* Selected text:
——
LENDERS FOR COMMUNITY DEVELOPMENT
From: Liz Givens [mailto:liz@L4CD.com]
Sent: Thursday, September 16, 2004 4:41 PM
To: Comments
Cc: 'Eric Weaver'; naahl@naahl.org; markp@communitycapital.org
Subject: Community Reinvestment -- RIN 3064-AC50
***VIA EMAIL***
September 16, 2004
Mr. Robert E. Feldman
Executive Secretary
Attention: Comments/Legal ESS
Federal Deposit Insurance Corporation
550 17th St. NW 20429
RE: RIN 3064-AC50
Dear Mr. Feldman:
Lenders for Community Development (LCD) urges you to withdraw your
proposed changes to the Community Reinvestment Act (CRA) regulations.
CRA has been instrumental in increasing homeownership, boosting economic
development, and expanding small businesses in the nation's immigrant,
low- and moderate-income, and minority communities. The proposed
policies threaten to cut off the critical supply of capital that
low-income communities need to improve the economic opportunities of
their citizens.
LCD is a nationally recognized community development financial
institution based in San Jose, California. In partnership with banks,
philanthropic investors, and community-based agencies, LCD develops
financial products and services to channel resources into the poorest
Silicon Valley communities traditionally underserved by conventional
lenders. We help low-income individuals, families and communities create
economic opportunity, build financial stability, and pursue
self-sufficiency.
——
* Record list:
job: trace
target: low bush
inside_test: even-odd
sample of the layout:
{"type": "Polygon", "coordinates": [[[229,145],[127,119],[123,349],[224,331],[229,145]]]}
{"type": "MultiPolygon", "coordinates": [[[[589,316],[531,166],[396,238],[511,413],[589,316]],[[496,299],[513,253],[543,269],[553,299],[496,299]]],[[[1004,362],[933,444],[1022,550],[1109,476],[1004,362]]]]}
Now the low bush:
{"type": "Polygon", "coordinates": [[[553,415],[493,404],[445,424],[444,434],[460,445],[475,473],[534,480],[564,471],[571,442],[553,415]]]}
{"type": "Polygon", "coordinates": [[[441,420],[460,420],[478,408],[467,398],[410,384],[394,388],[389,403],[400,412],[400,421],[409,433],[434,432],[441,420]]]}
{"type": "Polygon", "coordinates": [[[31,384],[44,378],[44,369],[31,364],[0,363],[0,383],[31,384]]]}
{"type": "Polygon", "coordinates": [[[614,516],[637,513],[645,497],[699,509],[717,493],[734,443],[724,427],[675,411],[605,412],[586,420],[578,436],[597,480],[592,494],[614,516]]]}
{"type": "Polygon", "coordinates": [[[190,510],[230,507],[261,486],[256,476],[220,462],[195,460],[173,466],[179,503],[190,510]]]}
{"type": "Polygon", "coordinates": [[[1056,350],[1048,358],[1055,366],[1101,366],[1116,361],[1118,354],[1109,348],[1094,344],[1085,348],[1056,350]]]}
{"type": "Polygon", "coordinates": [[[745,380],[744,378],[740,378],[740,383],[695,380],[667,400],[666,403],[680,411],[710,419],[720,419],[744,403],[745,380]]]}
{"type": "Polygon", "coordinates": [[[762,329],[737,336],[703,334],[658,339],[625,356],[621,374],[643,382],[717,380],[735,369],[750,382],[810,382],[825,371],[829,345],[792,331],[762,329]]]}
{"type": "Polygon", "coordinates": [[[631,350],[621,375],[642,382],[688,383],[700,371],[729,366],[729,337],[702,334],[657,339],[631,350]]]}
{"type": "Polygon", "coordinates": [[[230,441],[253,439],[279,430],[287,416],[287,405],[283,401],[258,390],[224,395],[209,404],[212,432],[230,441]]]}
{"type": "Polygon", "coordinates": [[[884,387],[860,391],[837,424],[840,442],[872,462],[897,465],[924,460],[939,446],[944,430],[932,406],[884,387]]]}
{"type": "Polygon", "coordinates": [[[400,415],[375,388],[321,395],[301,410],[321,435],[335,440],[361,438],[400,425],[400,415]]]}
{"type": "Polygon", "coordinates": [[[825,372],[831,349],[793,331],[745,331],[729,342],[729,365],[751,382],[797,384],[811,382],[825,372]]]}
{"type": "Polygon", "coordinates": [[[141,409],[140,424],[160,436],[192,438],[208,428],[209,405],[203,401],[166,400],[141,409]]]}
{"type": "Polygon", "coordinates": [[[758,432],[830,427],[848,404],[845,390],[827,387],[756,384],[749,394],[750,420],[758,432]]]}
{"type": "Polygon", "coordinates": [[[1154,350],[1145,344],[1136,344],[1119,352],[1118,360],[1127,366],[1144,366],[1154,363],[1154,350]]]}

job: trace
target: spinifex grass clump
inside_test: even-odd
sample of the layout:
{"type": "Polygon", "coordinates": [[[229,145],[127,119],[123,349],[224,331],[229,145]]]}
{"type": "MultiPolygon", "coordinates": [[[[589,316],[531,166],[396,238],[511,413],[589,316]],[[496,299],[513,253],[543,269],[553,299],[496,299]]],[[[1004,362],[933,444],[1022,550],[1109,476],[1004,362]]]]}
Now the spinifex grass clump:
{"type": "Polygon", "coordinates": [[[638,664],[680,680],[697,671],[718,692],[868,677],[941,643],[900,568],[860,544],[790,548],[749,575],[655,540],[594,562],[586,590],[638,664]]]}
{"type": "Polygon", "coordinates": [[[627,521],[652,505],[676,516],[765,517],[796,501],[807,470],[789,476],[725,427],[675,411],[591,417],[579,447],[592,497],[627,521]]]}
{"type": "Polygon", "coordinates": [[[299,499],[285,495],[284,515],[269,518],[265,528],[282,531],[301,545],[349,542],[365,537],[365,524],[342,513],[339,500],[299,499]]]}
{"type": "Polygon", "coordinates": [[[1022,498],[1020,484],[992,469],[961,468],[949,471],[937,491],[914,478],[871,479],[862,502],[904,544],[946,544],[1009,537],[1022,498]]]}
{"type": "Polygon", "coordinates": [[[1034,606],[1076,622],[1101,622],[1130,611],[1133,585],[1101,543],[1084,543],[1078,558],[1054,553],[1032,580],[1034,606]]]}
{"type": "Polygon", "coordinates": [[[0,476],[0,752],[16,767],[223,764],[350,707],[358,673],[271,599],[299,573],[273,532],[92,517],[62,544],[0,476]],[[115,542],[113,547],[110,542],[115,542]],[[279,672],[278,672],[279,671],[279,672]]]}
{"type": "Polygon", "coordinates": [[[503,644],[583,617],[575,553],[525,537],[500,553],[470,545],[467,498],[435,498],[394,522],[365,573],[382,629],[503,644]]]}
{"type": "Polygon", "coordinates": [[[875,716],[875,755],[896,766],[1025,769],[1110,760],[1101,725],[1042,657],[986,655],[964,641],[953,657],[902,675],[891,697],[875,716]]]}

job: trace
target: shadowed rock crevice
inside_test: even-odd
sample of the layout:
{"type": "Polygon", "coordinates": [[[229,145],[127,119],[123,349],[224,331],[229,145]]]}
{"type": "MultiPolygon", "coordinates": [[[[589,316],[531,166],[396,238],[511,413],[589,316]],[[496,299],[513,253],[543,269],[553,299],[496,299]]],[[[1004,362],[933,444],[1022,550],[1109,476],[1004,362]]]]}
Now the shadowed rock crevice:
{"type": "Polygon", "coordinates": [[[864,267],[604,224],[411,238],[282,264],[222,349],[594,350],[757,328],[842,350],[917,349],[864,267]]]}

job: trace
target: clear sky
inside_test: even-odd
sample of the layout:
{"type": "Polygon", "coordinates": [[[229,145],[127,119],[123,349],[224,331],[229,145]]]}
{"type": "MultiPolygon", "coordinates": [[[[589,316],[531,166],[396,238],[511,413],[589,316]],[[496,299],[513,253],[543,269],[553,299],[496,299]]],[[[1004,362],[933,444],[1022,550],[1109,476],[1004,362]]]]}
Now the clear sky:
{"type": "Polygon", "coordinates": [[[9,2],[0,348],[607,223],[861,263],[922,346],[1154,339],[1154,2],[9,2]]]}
——
* Tasks and exercises:
**1.** Does each of these statements agree with the LCD letter? (a) LCD is based in San Jose, California. (b) LCD asks the FDIC to adopt its proposed changes to the CRA regulations. (c) The email was sent on a Friday. Answer yes or no for each, quoting the deciding words.
**2.** Could you pick up the LCD letter to the FDIC after its final sentence and carry it on?

* Answers provided:
**1.**
(a) Yes: "LCD is a nationally recognized community development financial institution based in San Jose, California."
(b) No: "urges you to withdraw your proposed changes to the Community Reinvestment Act (CRA) regulations."
(c) No: "Sent: Thursday, September 16, 2004 4:41 PM"

**2.**
Since 1995, LCD has successfully directed over $39 million in
community investment into economically challenged neighborhoods and
improved the lives of 4,500 households.
Through its Small Business Micro-Loan Program, LCD has provided over
$4 million in financing to 175 entrepreneurs all over the Silicon Valley
area. Of these loans, 75% have gone to minority-owned businesses, 58% to
women-owned businesses, and 59% to businesses owned by low-income
people.
LCD has originated over $34 million in housing and facilities loans,
financing 2,845 units of affordable housing and 14 new community
facilities.
The communities and people that LCD serves have benefited greatly
from CRA. LCD was founded through a unique partnership of local banks,
both large and small, that came together to create a multi-bank
community development corporation. CRA was the impetus behind this
creative partnership in California and CRA has brought millions of
private dollars to the country's neediest communities to leverage public
funding.
Under the current CRA regulations, banks with assets of at least $250
million are rated by performance evaluations that scrutinize their level
of lending, investing, and services to low and moderate-income
communities. The proposed changes will eliminate the investment and
service parts of the CRA exam for state-charted banks with assets
between $250 million and $1 billion. In place of the investment and
service parts of the CRA exam, the FDIC proposes to add a community
development criterion. The community development criterion would require
mid-size banks with assets between $250 million and $1 billion to engage
in only one of three activities: community development lending,
investing or services. Currently, mid-size banks must engage in all
three activities.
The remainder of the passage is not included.